*作業指示*
**1.** 映画『グレート・ビギン』の記事について、次の問いに答えてください。
(a) 『グレート・ビギン』はいつから公開されますか。
(b) 製作にはどれだけの年月がかかったとされていますか。
(c) インタビューはいつ、どこで行われましたか。
**2.** 次の各文は映画『グレート・ビギン』の記事の内容と合っていますか。それぞれ「はい」か「いいえ」で答え、判断の根拠となる記事の言葉をそのまま引用してください。
(a) 『ミクロ・コスモス』はカンヌ映画祭で高等技術賞を受賞した。
(b) 『グレート・ビギン』の上映時間は120分である。
(c) 二人が『グレート・ビギン』の製作を現実的に考え始めたのは、『ミクロコスモス』より前である。
**3.** 映画『グレート・ビギン』の記事を、最後の文の後から書き進めてください。
-------- 抜粋文 --------
カンヌ映画祭で高等技術賞を受賞し、今まで見たことない昆虫たちの世界で観客を魅了した異色のドキュメンタリー『ミクロ・コスモス』。その製作コンビの話題作『グレート・ビギン』が1月14日より公開される。
目の前に迫ってくる活火山の溶岩の波、タツノオトシゴの神秘的な求愛のダンス、鮮やかな羽を持つ熱帯の鳥達の語らい、ガラパゴス島のイグアナの激しくも優雅な戦い・・・。何よりも驚異の映像として現れるのは、母親の胎内で実に多彩な表情を見せる人間の胎児の姿。。時には恐ろしく、時にはSF、時にはコミカルに、様々に位相を変えて現われる映像美の数々。生命の躍動がこれほどまでにドラマチック&ダイナミックだったとは!普段知っているはずの動物や昆虫達が過ごす、未知なる世界へと惹き込まれてゆく。
生物学者でもあるクロード・ニュリザニー&マリー・プレンヌーが今回挑んだのは、宇宙と星の誕生、地球と生物の出現をテーマにした壮大なスケールの神秘のドキュメンタリー。6年もの年月をかけたということだけあり、よくぞカメラに収めたと思えるような数多くのシーンが80分間に凝縮。まるで宇宙のひとかけを見るような時間だ。

終始包み込むような優しい笑顔でインタビューに応じてくれたクロードとマリーはとっても素敵なカップルだ。
(2005年6月 フランス映画祭横浜にて)






前作『ミクロコスモス』は身近なようで誰もしらなかった昆虫たちの摂理を超クローズ・アップのカメラで撮影したミクロのSF世界といえるものでした。今作『グレート・ビギン』は、同じくカメラは生物たちの動きを細密に捉えていますが描かれているのは“生命”という壮大なスケールのドラマですね。そもそも生物学者であるお二人が、映画を製作するに至った経緯を教えてください。

クロード「もともとパリ大学で理系の勉強をしていて、一般過程が終わって修習過程にうつる前に大学を離れて生物学の勉強をつづけ、本を書いたり記事を書いたり写真をとったりという活動をしていました。映画ももともと大好きなので自然と映画を作りたい気持ちになりました。生物学を学んでいた当時は、「生命」というものが何かを知りたくて勉強をしていたところがあって、別に生物学にまつわるすべてのことを学びたいというわけではなかったんです。今回の『グレート・ビギン』の出発点もその頃と同じスピリッツなんです。私もそれから観客のみなさんも、みんな一緒に生きている、生命があるということはどういうことか、その問いかけからはじまっています。

となると『ミクロコスモス』以前から撮りたかったテーマなんですね。
マリー「そういった意味ではこの『グレート・ビギン』というのを昔から考えていたといえますが、実際に現実的に製作を考えたのは『ミクロコスモス』の後からですね。映画のテーマとして生命の多様性をどのようにみせるのか、また生命はどこからきているのか。映画の構成は『ミクロコスモス』のあとに、それはもう、練りに練って考えて、地球の生命を語るには、宇宙の起源から語ったらいいんじゃないかということになりました。」
-------- データ --------
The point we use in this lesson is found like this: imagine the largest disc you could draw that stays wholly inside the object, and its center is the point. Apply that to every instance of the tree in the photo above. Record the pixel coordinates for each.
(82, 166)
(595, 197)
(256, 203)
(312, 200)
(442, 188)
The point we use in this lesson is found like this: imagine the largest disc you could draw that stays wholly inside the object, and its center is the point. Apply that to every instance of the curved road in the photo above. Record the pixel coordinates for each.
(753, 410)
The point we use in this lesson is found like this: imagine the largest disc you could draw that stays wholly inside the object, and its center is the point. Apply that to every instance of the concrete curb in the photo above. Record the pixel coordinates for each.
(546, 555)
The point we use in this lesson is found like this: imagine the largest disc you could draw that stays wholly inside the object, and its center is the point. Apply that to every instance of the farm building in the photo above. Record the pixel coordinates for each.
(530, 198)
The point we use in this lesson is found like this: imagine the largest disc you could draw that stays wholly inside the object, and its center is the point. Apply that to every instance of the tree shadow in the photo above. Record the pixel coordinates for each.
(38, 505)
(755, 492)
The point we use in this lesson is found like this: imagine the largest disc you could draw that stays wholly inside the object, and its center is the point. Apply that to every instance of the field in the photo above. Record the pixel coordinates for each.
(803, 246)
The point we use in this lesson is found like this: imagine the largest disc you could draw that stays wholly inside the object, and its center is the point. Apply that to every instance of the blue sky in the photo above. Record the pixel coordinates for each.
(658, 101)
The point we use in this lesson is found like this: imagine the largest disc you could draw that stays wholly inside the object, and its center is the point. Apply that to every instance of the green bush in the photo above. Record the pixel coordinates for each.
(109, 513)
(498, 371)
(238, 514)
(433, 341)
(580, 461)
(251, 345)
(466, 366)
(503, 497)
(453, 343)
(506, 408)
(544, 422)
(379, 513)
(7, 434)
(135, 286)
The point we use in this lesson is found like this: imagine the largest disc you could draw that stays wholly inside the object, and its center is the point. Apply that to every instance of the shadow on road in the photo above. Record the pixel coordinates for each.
--------
*解答例*
**1.**
(a) 1月14日から。
(b) 6年。
(c) 2005年6月、フランス映画祭横浜で。

**2.**
(a) はい。「カンヌ映画祭で高等技術賞を受賞し」
(b) いいえ。「数多くのシーンが80分間に凝縮」
(c) いいえ。「実際に現実的に製作を考えたのは『ミクロコスモス』の後からですね」

**3.**
ドキュメンタリーというジャンルに分類できますが、どこには登場する生物には芝居以上のドラマがあり、ストーリーがあります。制作はどのようにされているんですか?
マリー「たしかにドキュメンタリーとしてカテゴライズされていますが、私たちからすれば純粋にはドキュメンタリーではないと思います。フィクションでもないし、ストーリーもあるし、おとぎ話でもあるし、音楽があるからミュージカルともいえる。私たちにもこの作品はどういうジャンルかっていえないんですよね(笑)。制作に関しては、どうやって撮ったかというと、漠然としたアイデアだけでいきなりカメラをもって即興で撮影をはじめるわけではありません。フィクションのように準備は綿密にされていてセリフやシーンはあらかじめすべてシナリオに書かれていて、ここではどの動物の何を撮るかまで明確に書いてあります。ですから動物にもちゃんとキャスティングをしているわけです。どの動物の何をみせるのかはもちろんメタファーであって、そのシーンによってなにを言いたいのかをきちんと考えて作っています。本当にシナリオや撮影の準備というのはフィクションの映画とまったく同じような作業をしていると思います。現場での即興はほとんどありません。」




撮るものがあらかじめ決まっているとなると、それを撮るのはかなり苦労が多いと思いますが、実際の撮影現場はどのような感じで行われていますか?
クロード「そうですね。撮影は非常に難しいものです。動物俳優たちをどういう風に撮るのかというと、例えば大きなはさみをもったカニが出てきますよね。まずロケハンをして長い間カニたちを観察しどういう動きをするのかを観察します。もちろん彼らは我々の意思とはお構いなしに動きますから、その中でどれだけ映画に使えるものを撮影していくかというのは難しいですね。面白いのは、同じカニを撮ってても一匹一匹が違った個性をもっていることです。ひとつの雄のカニを撮るために20匹も30匹も撮影します。その中で一匹ちょっと他のカニとは違った動きをするカニ、それは非常に感動を呼ぶ動きだったりとか、ユーモラスだったりするものがあるんですが、その一匹を選ぶために長い撮影期間をかけて撮影します。」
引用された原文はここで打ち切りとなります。